抜粋
==================================================

先日のブログで申し上げた通り、屋根の架け方は無数にあります。今年の夏、私は、建築士の資格を取得するための学校で、製図(二次)試験の非常勤講師をさせて頂いたのですが、そのとき痛感したのは、建築の実務をそれなりにこなしているにもかかわらず、屋根の架け方のイメージができないことで、建物のプランニングの幅を狭めている生徒が、思いのほか、多く見受けられました。そこで、屋根の架け方のノウハウというか基本について、少々、ご説明したいと思います。

下記の図は、一般的な屋根の架け方の名称になります。


このように、オーソドックスな「切妻屋根」、最近流行の「片流れ屋根」、一昔前は主流だった「寄棟屋根」、伝統的な和風住宅でよく見られる「入母屋屋根」、ビルの建物に多い屋上のある「陸屋根」、一部の建築家・設計者が馬鹿の一つ覚えのように多用する「R屋根」などに、大別されます。
総2Fあるいは平屋の四角い建物であれば、誰でも簡単に屋根を架けることができると思いますが、現実は、総2Fあるいは四角い建物ばかりというわけではなく、1Fより2Fが小さくなれば、必然的に1Fに屋根が架かりますし、平面形状が複雑になる場合は、どのように屋根を架けるのか迷ってしまう建築士が意外と多いのが本当のところです。

ここで、私が設計した物件を基に、屋根の架け方の具体例を挙げてみます。


この屋根は「入母屋屋根」と「切妻屋根」の複合体です。といっても、一般的な「切妻屋根」を変形してうえで、「入母屋屋根」を組み合わせています。1Fと2Fの屋根がそれぞれ独立させるのでなく、敢えて、交わるような形で納めて、屋根の一体感を表現しています。



黒い外壁部分は、ごく一般的な「切妻屋根」、白い外壁部分は、「片流れ屋根」で、正面見えているのは、「片流れ屋根」のいちばん高い部分になります。中央にある箱型の茶系のタイル貼の部分は「陸屋根」となっています。





伝統的な「入母屋屋根」が基本となる建物ですが、1Fの屋根形状は「寄棟屋根」になっています。この1Fの「寄棟屋根」は東西南北の四面にぐるりと回っていて、この1F屋根の架け方一つで、和風住宅の良し悪しが決まると言っても過言ではありません。



この建物も先述の通りの手法を取り入れた和風住宅です。

==================================================

提供資料
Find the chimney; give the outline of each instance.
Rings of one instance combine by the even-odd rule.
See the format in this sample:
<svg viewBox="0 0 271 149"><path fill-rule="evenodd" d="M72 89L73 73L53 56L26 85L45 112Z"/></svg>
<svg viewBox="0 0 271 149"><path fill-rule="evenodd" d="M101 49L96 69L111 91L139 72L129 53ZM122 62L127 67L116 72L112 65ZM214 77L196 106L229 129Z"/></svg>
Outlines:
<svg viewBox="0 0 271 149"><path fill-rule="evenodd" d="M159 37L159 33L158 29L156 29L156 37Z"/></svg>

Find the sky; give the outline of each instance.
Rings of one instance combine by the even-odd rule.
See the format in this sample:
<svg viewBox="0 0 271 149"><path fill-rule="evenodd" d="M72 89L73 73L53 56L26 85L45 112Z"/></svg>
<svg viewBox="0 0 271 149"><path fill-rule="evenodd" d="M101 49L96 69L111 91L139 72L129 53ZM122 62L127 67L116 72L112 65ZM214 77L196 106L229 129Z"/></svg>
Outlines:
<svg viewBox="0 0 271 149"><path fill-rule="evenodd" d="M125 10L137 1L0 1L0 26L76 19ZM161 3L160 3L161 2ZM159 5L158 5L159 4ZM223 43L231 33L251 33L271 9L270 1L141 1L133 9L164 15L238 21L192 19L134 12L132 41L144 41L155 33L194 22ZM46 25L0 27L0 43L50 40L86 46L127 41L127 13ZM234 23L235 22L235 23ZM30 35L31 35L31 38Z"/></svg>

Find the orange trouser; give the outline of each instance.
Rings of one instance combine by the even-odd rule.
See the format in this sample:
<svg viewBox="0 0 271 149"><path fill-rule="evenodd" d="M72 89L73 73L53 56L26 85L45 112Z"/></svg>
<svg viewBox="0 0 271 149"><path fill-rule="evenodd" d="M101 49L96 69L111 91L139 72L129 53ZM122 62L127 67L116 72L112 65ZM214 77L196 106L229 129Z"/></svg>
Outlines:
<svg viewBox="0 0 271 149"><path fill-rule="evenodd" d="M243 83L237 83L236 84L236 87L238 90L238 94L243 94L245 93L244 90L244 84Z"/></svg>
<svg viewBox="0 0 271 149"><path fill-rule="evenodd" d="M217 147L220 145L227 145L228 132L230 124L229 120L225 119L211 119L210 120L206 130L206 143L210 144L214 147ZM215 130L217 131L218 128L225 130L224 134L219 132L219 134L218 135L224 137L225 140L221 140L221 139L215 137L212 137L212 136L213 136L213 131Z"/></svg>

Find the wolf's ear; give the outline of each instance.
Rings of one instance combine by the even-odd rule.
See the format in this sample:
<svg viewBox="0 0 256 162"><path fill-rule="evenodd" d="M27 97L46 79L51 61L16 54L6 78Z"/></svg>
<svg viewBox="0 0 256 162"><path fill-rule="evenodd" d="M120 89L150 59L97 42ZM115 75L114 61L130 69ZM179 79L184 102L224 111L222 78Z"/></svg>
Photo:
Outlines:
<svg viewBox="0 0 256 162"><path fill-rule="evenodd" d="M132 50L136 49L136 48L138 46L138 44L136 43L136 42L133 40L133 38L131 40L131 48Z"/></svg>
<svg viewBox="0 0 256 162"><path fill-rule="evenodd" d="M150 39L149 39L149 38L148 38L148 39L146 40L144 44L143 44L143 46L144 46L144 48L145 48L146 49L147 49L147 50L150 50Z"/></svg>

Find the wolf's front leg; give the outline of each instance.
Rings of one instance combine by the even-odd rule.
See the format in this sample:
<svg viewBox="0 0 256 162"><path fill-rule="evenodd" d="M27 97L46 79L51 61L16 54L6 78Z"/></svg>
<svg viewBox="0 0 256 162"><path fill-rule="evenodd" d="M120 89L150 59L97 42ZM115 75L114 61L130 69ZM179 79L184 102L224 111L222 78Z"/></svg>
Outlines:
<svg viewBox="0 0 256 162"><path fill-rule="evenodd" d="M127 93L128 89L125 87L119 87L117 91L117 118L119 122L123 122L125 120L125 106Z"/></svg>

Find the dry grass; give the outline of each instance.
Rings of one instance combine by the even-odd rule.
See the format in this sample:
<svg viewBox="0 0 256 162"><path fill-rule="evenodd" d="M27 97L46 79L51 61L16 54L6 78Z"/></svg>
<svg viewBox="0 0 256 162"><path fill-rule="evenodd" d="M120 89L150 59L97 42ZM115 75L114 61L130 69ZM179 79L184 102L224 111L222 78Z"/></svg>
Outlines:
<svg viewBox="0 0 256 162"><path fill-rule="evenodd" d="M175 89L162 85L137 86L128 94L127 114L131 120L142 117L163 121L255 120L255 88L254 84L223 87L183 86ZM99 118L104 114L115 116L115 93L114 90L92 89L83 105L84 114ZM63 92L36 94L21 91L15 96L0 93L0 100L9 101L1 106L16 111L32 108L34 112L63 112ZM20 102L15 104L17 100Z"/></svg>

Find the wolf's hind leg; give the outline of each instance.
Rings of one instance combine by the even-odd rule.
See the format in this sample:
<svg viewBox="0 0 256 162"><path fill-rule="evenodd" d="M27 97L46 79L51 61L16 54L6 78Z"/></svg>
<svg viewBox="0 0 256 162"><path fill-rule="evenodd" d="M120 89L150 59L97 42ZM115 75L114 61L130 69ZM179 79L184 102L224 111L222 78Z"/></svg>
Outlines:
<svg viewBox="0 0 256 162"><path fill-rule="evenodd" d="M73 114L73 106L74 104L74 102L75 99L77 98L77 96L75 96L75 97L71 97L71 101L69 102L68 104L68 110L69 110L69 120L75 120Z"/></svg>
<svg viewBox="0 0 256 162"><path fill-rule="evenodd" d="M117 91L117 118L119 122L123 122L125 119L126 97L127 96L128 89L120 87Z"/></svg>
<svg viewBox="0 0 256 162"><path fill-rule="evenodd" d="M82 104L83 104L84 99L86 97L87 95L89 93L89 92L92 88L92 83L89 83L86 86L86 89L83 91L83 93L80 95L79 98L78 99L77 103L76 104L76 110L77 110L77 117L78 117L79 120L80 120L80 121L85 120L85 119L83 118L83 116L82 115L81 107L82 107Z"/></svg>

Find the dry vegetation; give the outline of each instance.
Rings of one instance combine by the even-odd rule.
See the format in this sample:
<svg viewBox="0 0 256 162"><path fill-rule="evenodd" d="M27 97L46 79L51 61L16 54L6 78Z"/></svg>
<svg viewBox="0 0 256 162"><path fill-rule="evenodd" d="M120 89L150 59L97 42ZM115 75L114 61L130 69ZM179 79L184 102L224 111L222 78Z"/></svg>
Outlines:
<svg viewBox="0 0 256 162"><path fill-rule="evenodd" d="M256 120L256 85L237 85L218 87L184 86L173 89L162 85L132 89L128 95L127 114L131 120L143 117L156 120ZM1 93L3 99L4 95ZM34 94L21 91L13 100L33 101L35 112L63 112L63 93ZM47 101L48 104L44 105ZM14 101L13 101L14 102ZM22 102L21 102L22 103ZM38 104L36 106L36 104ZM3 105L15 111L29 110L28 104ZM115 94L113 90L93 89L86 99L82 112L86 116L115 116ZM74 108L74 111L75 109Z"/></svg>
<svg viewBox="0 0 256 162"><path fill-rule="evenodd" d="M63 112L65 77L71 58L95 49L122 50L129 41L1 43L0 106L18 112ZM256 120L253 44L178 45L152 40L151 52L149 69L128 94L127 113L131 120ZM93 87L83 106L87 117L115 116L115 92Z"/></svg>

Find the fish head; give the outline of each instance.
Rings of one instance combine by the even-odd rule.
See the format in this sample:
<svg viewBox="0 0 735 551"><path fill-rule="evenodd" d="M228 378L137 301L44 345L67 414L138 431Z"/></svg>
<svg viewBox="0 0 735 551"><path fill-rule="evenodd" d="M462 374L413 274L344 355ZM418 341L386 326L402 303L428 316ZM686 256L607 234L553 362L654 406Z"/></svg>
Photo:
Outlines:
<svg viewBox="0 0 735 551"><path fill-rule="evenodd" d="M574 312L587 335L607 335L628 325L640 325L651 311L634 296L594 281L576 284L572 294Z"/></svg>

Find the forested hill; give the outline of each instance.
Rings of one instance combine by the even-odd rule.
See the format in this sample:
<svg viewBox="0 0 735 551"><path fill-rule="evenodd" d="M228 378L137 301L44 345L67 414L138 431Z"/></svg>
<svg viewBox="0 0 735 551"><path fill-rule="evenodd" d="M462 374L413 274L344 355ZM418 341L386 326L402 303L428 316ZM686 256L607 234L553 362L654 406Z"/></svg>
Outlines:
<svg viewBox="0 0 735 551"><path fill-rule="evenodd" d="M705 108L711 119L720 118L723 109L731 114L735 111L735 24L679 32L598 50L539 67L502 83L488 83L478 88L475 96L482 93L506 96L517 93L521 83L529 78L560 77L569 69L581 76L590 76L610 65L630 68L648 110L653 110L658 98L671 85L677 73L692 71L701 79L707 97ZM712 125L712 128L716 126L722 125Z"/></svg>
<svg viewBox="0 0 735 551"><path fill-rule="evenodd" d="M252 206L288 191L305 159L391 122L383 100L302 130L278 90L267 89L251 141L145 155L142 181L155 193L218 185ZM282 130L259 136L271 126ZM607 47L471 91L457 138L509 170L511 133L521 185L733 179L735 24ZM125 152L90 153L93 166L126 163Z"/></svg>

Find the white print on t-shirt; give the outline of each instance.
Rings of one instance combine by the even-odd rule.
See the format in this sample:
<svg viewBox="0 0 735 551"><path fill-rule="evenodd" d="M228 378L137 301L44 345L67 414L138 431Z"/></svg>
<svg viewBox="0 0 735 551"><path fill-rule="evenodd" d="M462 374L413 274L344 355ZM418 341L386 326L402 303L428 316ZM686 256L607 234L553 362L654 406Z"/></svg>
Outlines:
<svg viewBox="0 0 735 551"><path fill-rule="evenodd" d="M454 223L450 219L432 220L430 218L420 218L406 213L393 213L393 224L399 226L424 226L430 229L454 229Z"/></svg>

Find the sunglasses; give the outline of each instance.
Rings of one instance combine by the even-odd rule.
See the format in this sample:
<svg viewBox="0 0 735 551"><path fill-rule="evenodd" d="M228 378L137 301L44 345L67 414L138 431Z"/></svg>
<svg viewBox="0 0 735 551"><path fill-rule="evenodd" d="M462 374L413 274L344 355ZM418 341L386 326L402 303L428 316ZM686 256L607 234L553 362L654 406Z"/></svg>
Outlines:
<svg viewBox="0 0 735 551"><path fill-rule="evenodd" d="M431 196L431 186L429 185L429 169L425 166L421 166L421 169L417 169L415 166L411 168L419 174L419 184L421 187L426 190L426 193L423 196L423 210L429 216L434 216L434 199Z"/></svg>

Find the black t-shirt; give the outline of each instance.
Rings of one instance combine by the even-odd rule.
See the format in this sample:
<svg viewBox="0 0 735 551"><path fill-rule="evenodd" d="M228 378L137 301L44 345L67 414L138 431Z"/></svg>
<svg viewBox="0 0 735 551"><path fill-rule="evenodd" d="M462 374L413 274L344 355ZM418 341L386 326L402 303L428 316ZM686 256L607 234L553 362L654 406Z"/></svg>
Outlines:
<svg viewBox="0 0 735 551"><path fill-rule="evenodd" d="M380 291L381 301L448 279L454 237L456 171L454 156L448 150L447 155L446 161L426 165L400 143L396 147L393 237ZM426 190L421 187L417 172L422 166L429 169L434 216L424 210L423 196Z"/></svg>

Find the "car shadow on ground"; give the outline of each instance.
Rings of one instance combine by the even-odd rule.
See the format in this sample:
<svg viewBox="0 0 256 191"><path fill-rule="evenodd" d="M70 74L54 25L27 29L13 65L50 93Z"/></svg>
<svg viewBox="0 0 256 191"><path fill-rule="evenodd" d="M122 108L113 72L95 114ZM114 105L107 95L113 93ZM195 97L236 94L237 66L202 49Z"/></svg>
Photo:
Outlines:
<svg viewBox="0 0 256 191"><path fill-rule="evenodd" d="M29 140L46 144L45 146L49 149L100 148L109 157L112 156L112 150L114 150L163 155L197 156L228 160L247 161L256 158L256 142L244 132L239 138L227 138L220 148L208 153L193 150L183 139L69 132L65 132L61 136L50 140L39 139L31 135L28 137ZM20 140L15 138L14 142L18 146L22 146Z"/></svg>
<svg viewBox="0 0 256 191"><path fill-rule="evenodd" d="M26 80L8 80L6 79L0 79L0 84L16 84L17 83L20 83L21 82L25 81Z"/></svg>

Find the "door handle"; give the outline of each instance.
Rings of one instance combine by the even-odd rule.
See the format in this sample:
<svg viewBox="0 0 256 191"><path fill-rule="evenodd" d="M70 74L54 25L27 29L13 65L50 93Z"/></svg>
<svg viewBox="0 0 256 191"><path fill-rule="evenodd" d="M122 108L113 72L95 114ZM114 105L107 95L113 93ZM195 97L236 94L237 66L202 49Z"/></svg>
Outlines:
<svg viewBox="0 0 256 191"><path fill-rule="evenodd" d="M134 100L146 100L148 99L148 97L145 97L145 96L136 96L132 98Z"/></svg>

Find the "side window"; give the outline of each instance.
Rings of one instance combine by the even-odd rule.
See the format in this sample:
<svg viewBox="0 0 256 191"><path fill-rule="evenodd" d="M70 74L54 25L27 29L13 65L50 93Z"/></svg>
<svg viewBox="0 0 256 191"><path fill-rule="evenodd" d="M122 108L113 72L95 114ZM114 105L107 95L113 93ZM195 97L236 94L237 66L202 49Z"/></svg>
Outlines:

==================================================

練習問題
屋根の架け方を扱った抜粋のうち、「下記の図は、一般的な屋根の架け方の名称になります。」から「ここで、私が設計した物件を基に、屋根の架け方の具体例を挙げてみます。」までの部分をすべて、一字も変えずに書き写してもらえますか。

解答
下記の図は、一般的な屋根の架け方の名称になります。


このように、オーソドックスな「切妻屋根」、最近流行の「片流れ屋根」、一昔前は主流だった「寄棟屋根」、伝統的な和風住宅でよく見られる「入母屋屋根」、ビルの建物に多い屋上のある「陸屋根」、一部の建築家・設計者が馬鹿の一つ覚えのように多用する「R屋根」などに、大別されます。
総2Fあるいは平屋の四角い建物であれば、誰でも簡単に屋根を架けることができると思いますが、現実は、総2Fあるいは四角い建物ばかりというわけではなく、1Fより2Fが小さくなれば、必然的に1Fに屋根が架かりますし、平面形状が複雑になる場合は、どのように屋根を架けるのか迷ってしまう建築士が意外と多いのが本当のところです。

ここで、私が設計した物件を基に、屋根の架け方の具体例を挙げてみます。